(Exercise): Print verbatim the lines of the entries from the one containing "of the cheek" to the last, inclusive, and no others.

* start *

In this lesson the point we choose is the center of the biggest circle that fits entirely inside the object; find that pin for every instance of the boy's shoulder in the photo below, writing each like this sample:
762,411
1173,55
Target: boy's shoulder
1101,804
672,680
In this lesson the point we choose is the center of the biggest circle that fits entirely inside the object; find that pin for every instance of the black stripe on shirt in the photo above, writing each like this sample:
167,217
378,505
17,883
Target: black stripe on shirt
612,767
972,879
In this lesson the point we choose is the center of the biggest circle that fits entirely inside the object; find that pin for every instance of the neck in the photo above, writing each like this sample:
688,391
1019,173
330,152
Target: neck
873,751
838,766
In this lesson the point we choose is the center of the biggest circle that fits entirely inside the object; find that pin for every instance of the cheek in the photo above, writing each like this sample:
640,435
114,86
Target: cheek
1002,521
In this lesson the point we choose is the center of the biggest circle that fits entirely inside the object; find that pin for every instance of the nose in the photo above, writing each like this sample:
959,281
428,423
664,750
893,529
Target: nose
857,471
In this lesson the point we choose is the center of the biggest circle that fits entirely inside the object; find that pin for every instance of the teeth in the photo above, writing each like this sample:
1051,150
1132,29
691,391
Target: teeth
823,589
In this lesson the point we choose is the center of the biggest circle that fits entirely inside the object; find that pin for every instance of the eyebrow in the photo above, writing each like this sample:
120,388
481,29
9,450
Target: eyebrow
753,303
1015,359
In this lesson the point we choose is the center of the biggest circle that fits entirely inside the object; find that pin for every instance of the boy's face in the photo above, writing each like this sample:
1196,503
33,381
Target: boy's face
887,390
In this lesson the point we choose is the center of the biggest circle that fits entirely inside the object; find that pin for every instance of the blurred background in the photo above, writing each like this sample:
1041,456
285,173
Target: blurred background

* end *

(Reply to the task):
In this lesson the point we choose is the center of the biggest circle that fits entirely inside the object; find that pin for every instance of the cheek in the photo above, writing each like this sample:
640,435
114,86
Target: cheek
1002,521
In this lesson the point we choose is the center of the biggest circle that fits entirely inside the object; find that pin for every instance of the nose in the photo above, writing each like this sample:
959,281
428,423
664,750
893,529
Target: nose
857,471
In this lesson the point we choose is the center of the biggest circle that fits entirely inside the object; find that pin for every instance of the teeth in the photo above, writing each like this sample:
1051,150
1132,29
691,391
Target: teeth
823,589
In this lesson the point we choose is the center of the biggest circle that fits entirely inside the object; find that pin for every instance of the eyebrow in the photo above, writing each like this sample:
120,388
481,29
9,450
Target: eyebrow
753,303
1015,359
In this lesson the point we choose is the center of the biggest circle that fits entirely inside the object; find that pin for every instance of the boy's face in the photo above, writing each like this sample:
1196,503
33,381
Target: boy's face
887,390
In this lesson the point we choose is the center of the biggest circle that fits entirely inside the object; find that pin for every instance of the blurred background in the photo above, writing each like this sample:
1041,456
285,173
Target: blurred background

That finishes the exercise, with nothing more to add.